■ Provided records ■
>> Start

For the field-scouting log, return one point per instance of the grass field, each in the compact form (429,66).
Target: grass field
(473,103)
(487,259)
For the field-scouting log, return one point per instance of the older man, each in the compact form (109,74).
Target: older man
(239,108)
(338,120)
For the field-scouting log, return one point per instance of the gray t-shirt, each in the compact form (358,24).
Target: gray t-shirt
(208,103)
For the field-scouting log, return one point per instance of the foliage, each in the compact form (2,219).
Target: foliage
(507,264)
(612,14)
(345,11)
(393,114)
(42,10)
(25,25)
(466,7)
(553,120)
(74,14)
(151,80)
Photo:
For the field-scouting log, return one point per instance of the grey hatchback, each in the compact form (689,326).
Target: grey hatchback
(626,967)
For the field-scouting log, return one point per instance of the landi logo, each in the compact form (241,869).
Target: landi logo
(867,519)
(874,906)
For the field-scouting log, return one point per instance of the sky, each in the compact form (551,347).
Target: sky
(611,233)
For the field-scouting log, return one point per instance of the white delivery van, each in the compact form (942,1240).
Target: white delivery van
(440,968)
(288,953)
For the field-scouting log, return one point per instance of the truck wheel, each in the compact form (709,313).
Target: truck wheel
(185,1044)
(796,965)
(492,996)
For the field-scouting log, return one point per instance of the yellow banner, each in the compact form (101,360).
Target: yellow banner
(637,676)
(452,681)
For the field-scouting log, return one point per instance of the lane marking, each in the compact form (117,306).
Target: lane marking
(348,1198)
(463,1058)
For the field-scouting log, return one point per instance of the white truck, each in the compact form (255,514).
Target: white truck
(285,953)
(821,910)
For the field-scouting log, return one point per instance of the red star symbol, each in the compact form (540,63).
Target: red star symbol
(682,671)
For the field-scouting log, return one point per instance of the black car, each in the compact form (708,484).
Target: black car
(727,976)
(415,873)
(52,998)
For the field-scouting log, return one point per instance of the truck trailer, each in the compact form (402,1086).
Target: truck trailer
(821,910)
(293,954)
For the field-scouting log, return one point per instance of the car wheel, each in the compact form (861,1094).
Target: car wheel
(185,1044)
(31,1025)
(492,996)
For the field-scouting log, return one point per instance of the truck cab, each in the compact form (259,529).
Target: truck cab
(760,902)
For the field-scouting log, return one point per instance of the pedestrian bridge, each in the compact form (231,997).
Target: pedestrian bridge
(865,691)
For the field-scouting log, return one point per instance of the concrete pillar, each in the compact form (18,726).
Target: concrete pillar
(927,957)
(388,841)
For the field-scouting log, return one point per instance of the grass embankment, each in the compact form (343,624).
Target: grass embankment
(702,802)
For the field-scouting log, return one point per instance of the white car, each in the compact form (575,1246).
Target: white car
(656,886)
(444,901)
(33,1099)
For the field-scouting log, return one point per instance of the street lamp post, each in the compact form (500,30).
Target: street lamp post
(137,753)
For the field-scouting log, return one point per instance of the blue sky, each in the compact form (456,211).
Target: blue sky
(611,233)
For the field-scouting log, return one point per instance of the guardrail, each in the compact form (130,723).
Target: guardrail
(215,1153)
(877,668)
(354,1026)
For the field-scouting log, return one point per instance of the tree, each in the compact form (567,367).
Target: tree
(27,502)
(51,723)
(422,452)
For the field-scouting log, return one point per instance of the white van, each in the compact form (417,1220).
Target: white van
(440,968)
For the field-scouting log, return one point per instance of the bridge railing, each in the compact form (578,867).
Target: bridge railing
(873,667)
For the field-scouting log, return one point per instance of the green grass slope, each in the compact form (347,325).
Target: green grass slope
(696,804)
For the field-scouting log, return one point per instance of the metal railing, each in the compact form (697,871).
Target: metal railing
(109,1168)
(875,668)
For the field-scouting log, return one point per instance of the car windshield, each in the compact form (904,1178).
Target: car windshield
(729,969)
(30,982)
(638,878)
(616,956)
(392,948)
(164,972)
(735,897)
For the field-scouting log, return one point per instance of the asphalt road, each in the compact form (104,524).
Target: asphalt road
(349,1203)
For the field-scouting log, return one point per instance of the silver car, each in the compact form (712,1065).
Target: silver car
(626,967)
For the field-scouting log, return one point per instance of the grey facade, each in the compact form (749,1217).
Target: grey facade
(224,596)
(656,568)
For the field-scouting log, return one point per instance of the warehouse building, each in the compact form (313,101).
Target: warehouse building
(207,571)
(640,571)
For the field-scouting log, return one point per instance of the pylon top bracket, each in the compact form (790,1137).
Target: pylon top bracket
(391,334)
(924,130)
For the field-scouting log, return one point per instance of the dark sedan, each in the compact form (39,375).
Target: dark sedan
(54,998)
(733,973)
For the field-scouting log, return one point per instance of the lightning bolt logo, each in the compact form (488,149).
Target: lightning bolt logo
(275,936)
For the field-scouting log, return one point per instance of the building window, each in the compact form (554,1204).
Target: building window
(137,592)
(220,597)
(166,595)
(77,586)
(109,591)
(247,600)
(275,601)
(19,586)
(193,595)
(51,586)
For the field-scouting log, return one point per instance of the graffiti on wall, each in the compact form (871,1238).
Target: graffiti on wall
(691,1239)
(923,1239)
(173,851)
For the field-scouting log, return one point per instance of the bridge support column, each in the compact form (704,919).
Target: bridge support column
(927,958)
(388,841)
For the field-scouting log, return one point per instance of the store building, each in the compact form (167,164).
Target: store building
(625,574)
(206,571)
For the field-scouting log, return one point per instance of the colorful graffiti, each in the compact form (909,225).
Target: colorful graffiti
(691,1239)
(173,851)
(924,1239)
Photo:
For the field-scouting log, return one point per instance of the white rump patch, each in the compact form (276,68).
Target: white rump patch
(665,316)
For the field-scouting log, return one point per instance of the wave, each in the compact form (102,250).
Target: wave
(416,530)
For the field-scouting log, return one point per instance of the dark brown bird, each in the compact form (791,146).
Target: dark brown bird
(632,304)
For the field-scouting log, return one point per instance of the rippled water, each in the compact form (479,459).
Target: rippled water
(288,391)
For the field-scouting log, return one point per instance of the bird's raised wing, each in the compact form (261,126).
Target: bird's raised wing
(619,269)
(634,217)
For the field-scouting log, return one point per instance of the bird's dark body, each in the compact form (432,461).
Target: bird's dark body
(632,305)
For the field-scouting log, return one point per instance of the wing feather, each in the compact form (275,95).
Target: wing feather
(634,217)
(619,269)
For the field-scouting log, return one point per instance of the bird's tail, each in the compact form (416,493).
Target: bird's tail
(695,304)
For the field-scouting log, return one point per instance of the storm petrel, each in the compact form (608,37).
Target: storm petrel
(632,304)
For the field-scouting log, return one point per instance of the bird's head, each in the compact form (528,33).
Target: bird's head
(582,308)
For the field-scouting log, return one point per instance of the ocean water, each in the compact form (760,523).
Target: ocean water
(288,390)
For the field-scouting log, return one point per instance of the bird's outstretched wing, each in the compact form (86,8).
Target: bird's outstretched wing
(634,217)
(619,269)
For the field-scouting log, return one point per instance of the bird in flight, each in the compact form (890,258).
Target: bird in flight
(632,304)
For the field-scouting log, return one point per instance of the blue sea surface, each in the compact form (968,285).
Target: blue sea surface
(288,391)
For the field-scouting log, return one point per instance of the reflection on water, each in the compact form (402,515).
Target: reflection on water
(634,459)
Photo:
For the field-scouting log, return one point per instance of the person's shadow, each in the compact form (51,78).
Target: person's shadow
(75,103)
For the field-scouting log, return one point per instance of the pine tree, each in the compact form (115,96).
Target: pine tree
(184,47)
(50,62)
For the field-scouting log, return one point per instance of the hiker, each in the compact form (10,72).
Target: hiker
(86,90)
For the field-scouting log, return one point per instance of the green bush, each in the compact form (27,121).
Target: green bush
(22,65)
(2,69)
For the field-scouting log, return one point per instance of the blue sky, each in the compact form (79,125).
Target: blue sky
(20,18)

>> End

■ Objective ■
All of the records must be repeated exactly.

■ Result of this task ■
For the field-scouting log, return one point per instance of the grass field, each in the compact form (429,66).
Target: grass field
(473,103)
(487,259)
For the field-scouting log, return one point per instance of the older man, each in the compact form (109,74).
Target: older man
(239,108)
(338,120)
For the field-scouting log, return one point per instance of the gray t-shirt, each in the compact form (358,24).
Target: gray t-shirt
(208,103)
For the field-scouting log, return one point per instance of the foliage, each in the compact form (2,219).
Target: foliage
(507,264)
(612,14)
(345,11)
(393,114)
(42,10)
(25,25)
(466,7)
(553,120)
(74,14)
(151,80)
Photo:
For the field-scouting log, return one point per instance of the grey hatchback, each in the compact form (689,326).
Target: grey hatchback
(626,967)
For the field-scouting log, return one point per instance of the landi logo, each in the compact form (241,869).
Target: landi logo
(867,519)
(874,906)
For the field-scouting log, return one point per instance of the sky, each in the compact form (551,347).
Target: sky
(611,233)
For the field-scouting log, return one point per instance of the white delivery van, each in the compact form (942,1240).
Target: white delivery van
(440,968)
(288,953)
For the field-scouting log, return one point per instance of the truck wheel, each in the compact form (709,313).
Target: truck wheel
(185,1044)
(796,965)
(492,996)
For the field-scouting log, return one point per instance of the yellow banner, each in the compact form (101,360).
Target: yellow banner
(637,676)
(452,681)
For the field-scouting log, return one point per instance of the lane marking, each in the compact form (117,306).
Target: lane marking
(348,1198)
(463,1058)
For the field-scouting log, return one point per instance of the white truck, each in the compact form (255,514).
Target: white truck
(285,953)
(821,910)
For the field-scouting log, return one point per instance of the red star symbol, each in the compact form (540,63).
Target: red star symbol
(682,671)
For the field-scouting log, return one point per instance of the black car, each in the compact form (708,484).
Target: black car
(727,976)
(415,873)
(52,998)
For the field-scouting log, return one point per instance of the truck trailer, each in the compact form (402,1086).
Target: truck trailer
(821,910)
(293,954)
For the field-scouting log, return one point per instance of the car wheel, each in the compact form (861,1094).
Target: car wheel
(185,1044)
(31,1025)
(492,996)
For the field-scouting log, return one point per instance of the truck cab, each in the compact form (259,529).
Target: truck cab
(760,902)
For the field-scouting log, return one point per instance of the pedestrian bridge, each in the compact form (231,997).
Target: pedestrian bridge
(865,691)
For the field-scouting log, return one point per instance of the concrete pillar, each in the compact form (18,726).
Target: concrete pillar
(927,957)
(388,841)
For the field-scouting log, return one point per instance of the grass embankment, each in the compact form (343,624).
Target: grass embankment
(702,802)
For the field-scouting log, return one point per instance of the white car, each in the compact form (575,1246).
Target: white car
(656,886)
(444,901)
(33,1099)
For the field-scouting log, return one point per instance of the street lamp post, each in the compact form (500,30).
Target: street lamp post
(137,753)
For the field-scouting log, return one point per instance of the blue sky, each in the compact form (456,211).
Target: blue sky
(611,233)
For the field-scouting log, return one point per instance of the guardrail, each in the compact form (130,723).
Target: guardrail
(215,1153)
(877,668)
(354,1026)
For the field-scouting log, return one point per instance of the tree, each in the compact form (567,367).
Target: tree
(27,502)
(51,723)
(422,452)
For the field-scouting log, return one point per instance of the white van, each in the compact form (417,1220).
Target: white van
(440,968)
For the field-scouting log, return one point per instance of the bridge railing, each in the compact form (578,867).
Target: bridge railing
(873,667)
For the field-scouting log, return one point per instance of the green grass slope, each in the compact form (347,325).
Target: green grass slope
(696,804)
For the field-scouting log, return one point per instance of the metal railing, each in the compact form (697,871).
Target: metal railing
(109,1168)
(875,668)
For the field-scouting log, return one point per instance of the car windshield, each in the compact form (904,1178).
Target: car windshield
(729,969)
(30,982)
(638,878)
(616,956)
(392,948)
(164,972)
(735,897)
For the field-scouting log, return one point per instance of the asphalt road, each in the compact form (104,524).
Target: asphalt road
(349,1203)
For the field-scouting log, return one point per instance of the silver car, each in the compact form (712,1065).
Target: silver car
(626,967)
For the field-scouting log, return one point per instance of the grey facade, each in the compact form (749,1217).
Target: grey facade
(224,596)
(656,568)
For the field-scouting log, return one point per instance of the warehouse building, each in the compact form (313,101).
Target: warehouse building
(207,571)
(640,571)
For the field-scouting log, return one point per instance of the pylon top bracket, each in the compact form (790,1137).
Target: pylon top bracket
(391,334)
(924,130)
For the field-scouting log, return one point per instance of the dark sedan, each in the compact form (39,375).
Target: dark sedan
(54,998)
(733,973)
For the field-scouting log, return one point per instance of the lightning bolt logo, each in the compact form (488,149).
Target: lightning bolt logo
(275,936)
For the field-scouting log, return one point per instance of the building window, each in the compact form (554,1204).
Target: building window
(137,592)
(220,597)
(166,595)
(77,586)
(109,591)
(247,600)
(275,601)
(19,586)
(193,595)
(51,586)
For the field-scouting log, return one point per instance of the graffiti on wall, each in the compact form (871,1238).
Target: graffiti on wall
(691,1239)
(923,1239)
(173,851)
For the field-scouting log, return one point per instance of the bridge support column, each in the compact form (704,919).
Target: bridge support column
(927,958)
(388,841)
For the field-scouting log, return one point per instance of the store building, each in the compact form (167,164).
Target: store building
(625,574)
(206,571)
For the field-scouting log, return one point per instance of the colorful graffiti, each in the compact form (909,225).
Target: colorful graffiti
(691,1239)
(173,851)
(924,1239)
Photo:
For the field-scouting log, return one point per instance of the white rump patch, each in the compact form (276,68).
Target: white rump patch
(665,316)
For the field-scouting log, return one point per instance of the wave, each in the compact form (102,250).
Target: wave
(416,530)
For the field-scouting log, return one point per instance of the dark brown bird, each in the compact form (791,146).
Target: dark brown bird
(632,304)
For the field-scouting log, return one point per instance of the rippled water, each in the compact form (479,459).
Target: rippled water
(288,391)
For the field-scouting log, return one point per instance of the bird's raised wing, each in the compact form (261,126).
Target: bird's raised wing
(619,269)
(634,217)
For the field-scouting log, return one point per instance of the bird's dark body, each in the compact form (432,461).
Target: bird's dark body
(632,305)
For the field-scouting log, return one point per instance of the wing feather, each in the compact form (275,95).
Target: wing feather
(634,217)
(619,269)
For the field-scouting log, return one point per instance of the bird's tail, each in the compact form (416,493).
Target: bird's tail
(695,304)
For the field-scouting log, return one point per instance of the storm petrel, each in the compact form (608,37).
Target: storm petrel
(632,304)
For the field-scouting log, return one point per instance of the bird's head, each in the compact form (528,33).
Target: bird's head
(582,308)
For the field-scouting log, return one point per instance of the ocean water, each in the compact form (760,523).
Target: ocean water
(288,390)
For the field-scouting log, return one point per instance of the bird's outstretched wing, each in the compact form (86,8).
Target: bird's outstretched wing
(634,217)
(619,269)
For the field-scouting log, return one point per instance of the bird in flight, each in the compact form (890,258).
Target: bird in flight
(632,304)
For the field-scouting log, return one point per instance of the blue sea surface, each in the compact form (968,285).
Target: blue sea surface
(288,391)
For the field-scouting log, return one point per instance of the reflection on water, each in the compact form (402,515).
Target: reflection on water
(634,459)
Photo:
For the field-scouting log, return one point per instance of the person's shadow, each in the compact form (51,78).
Target: person's shadow
(75,103)
For the field-scouting log, return one point per instance of the pine tree, each in the compact form (115,96).
Target: pine tree
(184,47)
(50,62)
For the field-scouting log, return one point per instance of the hiker, each in the compact form (10,72).
Target: hiker
(86,90)
For the field-scouting log, return one point per instance of the green bush, each in the compact form (27,121).
Target: green bush
(22,65)
(2,69)
For the field-scouting log, return one point per instance of the blue sky, each in the compact form (79,125).
Target: blue sky
(20,18)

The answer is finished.